Text passage
━━━━━━━━━━━━━━━━━━━━
Problems identified in current environment
* Required application interfaces do not exist
* Implementing functionality at the national level requires building interfaces to multiple legacy (regional) applications
* Existing APIs “slow and tough” to work with – too much effort & technical expertise required
* Existing interfaces highly application dependent
* Existing solutions not readily re-usable or shared
* Many existing interfaces not published
* Landscape of technology interface options creates unnecessary complexity
* Multiple legacy solutions create complex operational environment
* No strategy for managing technology shifts
* Security not managed consistently across layers – unmanaged risk
* Scalability of existing solutions not assured
* Operational environment complex and fragile – systems are difficult to maintain
System availability is difficult to manage and assure
These are the recent words of highly placed Kaiser executives! I could extract many similar quotes, but retyping is tedious. And perhaps it will put Kaiser's strategy in better context if I step away from the technical documentation for a second, and quote from a Kaiser presentation called "Reputation Management." Hmmm, have to find it first, but this is the document where the Kaiser bigwigs explain how to craft a message to appeal to different audiences: no detail is overlooked. Kaiser employees must be educated to avoid referring to buildings (reminds people that Kaiser is a business) and to use "We" as much as possible (to suggest caring and family relationship). It's a rather sinister read.
━━━━━━━━━━━━━━━━━━━━
Dataset
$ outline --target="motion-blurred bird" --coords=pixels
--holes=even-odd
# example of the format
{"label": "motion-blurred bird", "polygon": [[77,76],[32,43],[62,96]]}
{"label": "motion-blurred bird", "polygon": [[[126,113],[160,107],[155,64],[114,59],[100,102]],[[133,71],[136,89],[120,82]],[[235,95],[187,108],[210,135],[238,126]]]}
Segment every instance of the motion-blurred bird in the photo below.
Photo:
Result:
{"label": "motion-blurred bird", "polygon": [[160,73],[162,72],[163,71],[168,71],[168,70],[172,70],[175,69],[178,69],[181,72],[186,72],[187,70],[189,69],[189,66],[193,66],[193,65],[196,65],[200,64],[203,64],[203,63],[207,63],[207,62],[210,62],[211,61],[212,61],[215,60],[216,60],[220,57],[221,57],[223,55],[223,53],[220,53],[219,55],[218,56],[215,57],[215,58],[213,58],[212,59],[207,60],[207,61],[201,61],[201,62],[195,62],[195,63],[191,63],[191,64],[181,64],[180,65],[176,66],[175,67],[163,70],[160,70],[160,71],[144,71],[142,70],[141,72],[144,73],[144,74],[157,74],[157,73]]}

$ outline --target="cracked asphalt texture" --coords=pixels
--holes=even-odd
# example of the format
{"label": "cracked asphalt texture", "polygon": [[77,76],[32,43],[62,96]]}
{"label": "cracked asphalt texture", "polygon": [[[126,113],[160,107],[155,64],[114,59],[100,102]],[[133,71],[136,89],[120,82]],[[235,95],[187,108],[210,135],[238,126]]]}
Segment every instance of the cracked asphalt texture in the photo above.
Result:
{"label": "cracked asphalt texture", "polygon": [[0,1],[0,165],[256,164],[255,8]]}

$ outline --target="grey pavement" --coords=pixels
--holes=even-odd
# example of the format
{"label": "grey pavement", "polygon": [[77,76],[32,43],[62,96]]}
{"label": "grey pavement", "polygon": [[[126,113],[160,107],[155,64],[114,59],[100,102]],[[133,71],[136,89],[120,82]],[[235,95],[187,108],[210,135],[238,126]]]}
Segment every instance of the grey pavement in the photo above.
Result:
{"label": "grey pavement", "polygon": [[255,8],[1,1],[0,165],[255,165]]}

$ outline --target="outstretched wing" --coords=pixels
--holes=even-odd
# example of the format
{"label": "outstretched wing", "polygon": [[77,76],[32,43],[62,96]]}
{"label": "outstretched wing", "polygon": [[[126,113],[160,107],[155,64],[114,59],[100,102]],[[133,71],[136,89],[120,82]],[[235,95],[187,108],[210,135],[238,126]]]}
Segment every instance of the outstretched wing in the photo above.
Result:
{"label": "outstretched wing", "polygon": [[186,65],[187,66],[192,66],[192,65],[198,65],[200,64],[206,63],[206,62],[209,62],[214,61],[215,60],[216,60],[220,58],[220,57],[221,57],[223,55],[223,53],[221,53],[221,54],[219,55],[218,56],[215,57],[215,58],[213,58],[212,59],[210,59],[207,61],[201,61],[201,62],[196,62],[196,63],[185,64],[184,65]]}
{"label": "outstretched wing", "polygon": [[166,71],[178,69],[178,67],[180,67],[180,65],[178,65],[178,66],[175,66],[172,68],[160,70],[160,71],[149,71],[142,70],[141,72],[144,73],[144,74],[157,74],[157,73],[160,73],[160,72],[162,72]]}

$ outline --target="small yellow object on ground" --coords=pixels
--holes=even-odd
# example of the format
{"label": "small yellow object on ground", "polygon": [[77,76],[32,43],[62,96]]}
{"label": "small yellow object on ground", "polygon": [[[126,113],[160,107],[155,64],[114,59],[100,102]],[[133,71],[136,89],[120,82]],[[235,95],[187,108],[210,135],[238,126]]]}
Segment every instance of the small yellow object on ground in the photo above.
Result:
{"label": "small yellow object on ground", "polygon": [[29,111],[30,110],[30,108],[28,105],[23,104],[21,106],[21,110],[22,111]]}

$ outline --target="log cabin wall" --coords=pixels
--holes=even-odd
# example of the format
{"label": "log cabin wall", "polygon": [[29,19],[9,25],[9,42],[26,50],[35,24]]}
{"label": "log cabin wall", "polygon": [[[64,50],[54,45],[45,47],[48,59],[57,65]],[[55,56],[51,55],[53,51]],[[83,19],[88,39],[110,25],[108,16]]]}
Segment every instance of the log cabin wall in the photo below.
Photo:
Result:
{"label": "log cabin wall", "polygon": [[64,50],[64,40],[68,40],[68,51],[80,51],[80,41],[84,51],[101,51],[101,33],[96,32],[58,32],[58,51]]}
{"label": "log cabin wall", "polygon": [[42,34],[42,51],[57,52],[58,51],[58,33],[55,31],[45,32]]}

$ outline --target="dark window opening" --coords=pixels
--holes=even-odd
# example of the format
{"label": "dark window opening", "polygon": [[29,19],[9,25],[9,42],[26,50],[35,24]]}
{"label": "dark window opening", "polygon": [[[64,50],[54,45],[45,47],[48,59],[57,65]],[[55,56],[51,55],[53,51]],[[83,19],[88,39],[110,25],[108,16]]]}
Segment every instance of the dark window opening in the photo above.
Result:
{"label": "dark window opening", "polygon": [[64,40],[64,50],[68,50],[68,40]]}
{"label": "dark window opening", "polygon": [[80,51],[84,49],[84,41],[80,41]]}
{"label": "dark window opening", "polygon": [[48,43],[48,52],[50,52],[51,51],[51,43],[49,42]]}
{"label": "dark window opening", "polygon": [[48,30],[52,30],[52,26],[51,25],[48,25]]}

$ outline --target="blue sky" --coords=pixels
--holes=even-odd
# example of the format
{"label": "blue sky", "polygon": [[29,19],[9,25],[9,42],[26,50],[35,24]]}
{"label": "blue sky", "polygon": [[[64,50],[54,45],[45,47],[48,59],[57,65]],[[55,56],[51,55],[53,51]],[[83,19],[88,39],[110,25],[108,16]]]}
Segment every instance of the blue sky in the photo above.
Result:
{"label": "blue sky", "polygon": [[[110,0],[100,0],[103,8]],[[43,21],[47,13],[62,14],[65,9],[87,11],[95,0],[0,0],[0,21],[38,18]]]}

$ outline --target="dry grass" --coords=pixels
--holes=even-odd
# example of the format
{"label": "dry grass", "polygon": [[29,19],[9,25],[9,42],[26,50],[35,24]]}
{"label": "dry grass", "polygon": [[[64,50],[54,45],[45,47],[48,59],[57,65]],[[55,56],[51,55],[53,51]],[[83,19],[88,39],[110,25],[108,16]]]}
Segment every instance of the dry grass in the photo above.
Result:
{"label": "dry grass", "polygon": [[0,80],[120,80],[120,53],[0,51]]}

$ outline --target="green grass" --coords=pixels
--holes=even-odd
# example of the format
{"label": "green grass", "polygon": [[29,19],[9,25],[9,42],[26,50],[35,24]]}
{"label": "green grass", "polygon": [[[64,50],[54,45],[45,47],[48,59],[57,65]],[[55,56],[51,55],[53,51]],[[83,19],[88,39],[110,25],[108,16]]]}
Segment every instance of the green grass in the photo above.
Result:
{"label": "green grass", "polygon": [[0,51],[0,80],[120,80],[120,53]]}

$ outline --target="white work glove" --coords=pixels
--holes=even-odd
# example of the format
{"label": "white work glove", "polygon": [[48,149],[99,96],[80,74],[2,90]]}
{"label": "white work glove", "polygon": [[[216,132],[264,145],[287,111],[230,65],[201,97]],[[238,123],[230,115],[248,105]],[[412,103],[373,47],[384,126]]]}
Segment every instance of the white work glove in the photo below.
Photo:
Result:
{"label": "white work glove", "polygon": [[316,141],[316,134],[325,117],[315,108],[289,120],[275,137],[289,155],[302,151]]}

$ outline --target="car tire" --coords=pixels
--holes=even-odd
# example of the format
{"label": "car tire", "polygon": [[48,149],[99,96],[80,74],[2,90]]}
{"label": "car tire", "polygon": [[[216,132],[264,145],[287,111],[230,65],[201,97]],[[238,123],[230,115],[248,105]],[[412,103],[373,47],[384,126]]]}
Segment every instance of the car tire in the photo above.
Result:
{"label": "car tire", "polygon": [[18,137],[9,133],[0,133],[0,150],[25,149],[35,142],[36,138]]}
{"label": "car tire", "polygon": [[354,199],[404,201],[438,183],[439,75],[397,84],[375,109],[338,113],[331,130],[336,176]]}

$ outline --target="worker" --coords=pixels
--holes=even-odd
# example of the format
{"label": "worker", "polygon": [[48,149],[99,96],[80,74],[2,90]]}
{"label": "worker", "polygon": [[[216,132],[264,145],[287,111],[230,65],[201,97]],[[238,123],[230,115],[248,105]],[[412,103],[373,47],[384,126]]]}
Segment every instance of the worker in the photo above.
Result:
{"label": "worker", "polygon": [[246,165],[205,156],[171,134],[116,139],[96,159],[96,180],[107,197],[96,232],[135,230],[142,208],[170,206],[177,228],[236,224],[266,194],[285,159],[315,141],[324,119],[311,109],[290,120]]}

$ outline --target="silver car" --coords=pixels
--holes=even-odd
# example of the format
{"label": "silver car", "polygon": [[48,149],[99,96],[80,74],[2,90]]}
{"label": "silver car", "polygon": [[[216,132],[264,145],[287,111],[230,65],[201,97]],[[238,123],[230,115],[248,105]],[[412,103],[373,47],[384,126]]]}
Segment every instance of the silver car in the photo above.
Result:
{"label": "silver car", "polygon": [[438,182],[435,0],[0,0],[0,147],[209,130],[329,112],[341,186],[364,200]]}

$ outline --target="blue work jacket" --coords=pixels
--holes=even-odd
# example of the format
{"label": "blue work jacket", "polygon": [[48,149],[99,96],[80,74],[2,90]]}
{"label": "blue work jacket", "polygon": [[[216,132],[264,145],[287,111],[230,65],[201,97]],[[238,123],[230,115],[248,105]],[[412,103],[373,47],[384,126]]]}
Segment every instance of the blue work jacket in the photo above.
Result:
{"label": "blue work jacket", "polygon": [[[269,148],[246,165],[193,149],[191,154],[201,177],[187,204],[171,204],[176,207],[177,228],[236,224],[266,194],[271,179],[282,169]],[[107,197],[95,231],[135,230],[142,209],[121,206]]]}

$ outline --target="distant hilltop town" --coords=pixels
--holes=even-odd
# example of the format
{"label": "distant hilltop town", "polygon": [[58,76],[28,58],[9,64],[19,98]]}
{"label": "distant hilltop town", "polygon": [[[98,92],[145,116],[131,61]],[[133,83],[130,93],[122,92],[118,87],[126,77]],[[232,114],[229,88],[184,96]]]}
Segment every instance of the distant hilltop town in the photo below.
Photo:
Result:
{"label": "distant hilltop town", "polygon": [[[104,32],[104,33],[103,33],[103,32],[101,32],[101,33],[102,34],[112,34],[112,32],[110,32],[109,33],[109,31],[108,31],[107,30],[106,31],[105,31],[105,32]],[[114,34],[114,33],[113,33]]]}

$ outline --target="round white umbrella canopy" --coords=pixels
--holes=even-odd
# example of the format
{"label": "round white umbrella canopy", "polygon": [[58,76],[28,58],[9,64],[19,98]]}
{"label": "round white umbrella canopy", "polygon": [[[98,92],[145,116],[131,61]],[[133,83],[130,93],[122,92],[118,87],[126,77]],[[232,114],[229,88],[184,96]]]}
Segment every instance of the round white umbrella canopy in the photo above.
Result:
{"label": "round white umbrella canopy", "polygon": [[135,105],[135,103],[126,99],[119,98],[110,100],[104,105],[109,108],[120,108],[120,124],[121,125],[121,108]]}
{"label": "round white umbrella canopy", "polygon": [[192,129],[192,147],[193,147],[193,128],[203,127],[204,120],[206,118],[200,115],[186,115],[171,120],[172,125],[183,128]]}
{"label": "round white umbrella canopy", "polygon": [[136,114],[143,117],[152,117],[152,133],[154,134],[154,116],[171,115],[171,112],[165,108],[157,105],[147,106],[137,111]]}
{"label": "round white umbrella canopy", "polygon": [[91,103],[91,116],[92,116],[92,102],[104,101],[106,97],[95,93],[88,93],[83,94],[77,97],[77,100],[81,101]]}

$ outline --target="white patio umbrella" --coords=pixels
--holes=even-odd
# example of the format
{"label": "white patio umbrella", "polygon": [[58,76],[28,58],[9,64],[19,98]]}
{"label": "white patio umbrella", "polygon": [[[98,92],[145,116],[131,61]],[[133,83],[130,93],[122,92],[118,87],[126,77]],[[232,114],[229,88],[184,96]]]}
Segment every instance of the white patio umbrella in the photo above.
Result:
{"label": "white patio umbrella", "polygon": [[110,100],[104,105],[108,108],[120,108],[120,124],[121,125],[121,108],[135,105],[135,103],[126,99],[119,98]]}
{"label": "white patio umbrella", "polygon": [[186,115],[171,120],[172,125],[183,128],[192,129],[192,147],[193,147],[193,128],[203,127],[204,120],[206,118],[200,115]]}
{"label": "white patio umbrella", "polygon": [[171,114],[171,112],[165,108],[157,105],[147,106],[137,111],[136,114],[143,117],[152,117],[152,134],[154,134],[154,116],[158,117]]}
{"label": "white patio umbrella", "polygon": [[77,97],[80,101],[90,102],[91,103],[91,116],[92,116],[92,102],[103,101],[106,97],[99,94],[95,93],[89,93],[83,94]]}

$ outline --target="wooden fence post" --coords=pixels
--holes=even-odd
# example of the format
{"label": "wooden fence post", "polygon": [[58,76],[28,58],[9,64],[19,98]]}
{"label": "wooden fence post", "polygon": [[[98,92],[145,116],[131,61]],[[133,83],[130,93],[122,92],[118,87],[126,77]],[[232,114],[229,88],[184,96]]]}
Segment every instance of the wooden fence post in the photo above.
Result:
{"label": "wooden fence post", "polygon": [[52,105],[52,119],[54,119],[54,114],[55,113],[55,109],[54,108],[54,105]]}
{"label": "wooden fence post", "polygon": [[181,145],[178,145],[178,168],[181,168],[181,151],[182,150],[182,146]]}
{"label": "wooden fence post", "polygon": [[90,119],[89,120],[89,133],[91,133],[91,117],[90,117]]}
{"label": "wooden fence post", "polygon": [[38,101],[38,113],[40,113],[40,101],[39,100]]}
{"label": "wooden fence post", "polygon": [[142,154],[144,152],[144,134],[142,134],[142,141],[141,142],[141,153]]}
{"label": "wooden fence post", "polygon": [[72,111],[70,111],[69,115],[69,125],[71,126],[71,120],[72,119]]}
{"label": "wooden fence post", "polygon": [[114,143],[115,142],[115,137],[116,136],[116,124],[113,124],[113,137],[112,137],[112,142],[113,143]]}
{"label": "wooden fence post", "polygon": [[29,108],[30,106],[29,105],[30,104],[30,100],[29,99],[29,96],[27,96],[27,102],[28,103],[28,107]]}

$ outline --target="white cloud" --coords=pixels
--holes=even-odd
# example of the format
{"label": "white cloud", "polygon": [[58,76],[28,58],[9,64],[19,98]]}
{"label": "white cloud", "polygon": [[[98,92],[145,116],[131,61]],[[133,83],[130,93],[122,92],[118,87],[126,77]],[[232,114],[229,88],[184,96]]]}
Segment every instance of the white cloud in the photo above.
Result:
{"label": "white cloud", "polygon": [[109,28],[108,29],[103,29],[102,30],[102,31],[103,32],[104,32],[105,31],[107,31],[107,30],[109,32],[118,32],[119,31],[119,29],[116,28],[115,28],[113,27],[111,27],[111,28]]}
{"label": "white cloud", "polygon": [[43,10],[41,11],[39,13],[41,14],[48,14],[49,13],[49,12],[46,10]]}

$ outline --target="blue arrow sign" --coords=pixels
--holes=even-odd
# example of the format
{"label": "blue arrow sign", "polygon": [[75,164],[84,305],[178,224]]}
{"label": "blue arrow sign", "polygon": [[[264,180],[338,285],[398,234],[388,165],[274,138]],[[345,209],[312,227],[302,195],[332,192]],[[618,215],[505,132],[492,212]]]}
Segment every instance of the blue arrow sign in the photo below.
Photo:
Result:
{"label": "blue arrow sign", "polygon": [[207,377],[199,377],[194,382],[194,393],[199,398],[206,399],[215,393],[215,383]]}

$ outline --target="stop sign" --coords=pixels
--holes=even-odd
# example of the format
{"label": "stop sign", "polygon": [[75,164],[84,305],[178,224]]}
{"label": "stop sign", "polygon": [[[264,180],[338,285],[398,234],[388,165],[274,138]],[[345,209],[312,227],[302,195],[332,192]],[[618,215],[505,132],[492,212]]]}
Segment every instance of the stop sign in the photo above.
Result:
━━━━━━━━━━━━━━━━━━━━
Tasks
1. In the Kaiser text, why are employees taught to use "We" as much as possible? Answer in one to three sentences.
2. Proceed with the Kaiser text, picking up after its final sentence, "It's a rather sinister read."

Task-by-task outputs
1. Employees are taught to use "We" as much as possible because it suggests caring and a family relationship. This is part of the "Reputation Management" presentation, which explains how to craft a message to appeal to different audiences.

2.
But back to Kaiser's attempt to deceive Congress. If any person with any Congressional connection at all is paying attention, I beg you to read the quotes above carefully. Don't let Kaiser keep snowing the political powerbrokers with all this "HealthConnect" business. It's a smokescreen. There's nothing behind it but a pile of elderly green screens, a few Epic modules (chiefly the billing system), and various APIs and web service experiments cobbling it all together. Kaiser's just trying to recoup technology expenses with public money: and they don't deserve it because they have wasted *massive* amounts of money over the years. Feel free to ask me to expand on the nature of the waste.
Moreover, let's not forget Kaiser's ultimate goal in systems integration: to profile and sell insurance to "target" populations and to support its own risk management and litigation interests. The public should not be funding its own enslavement!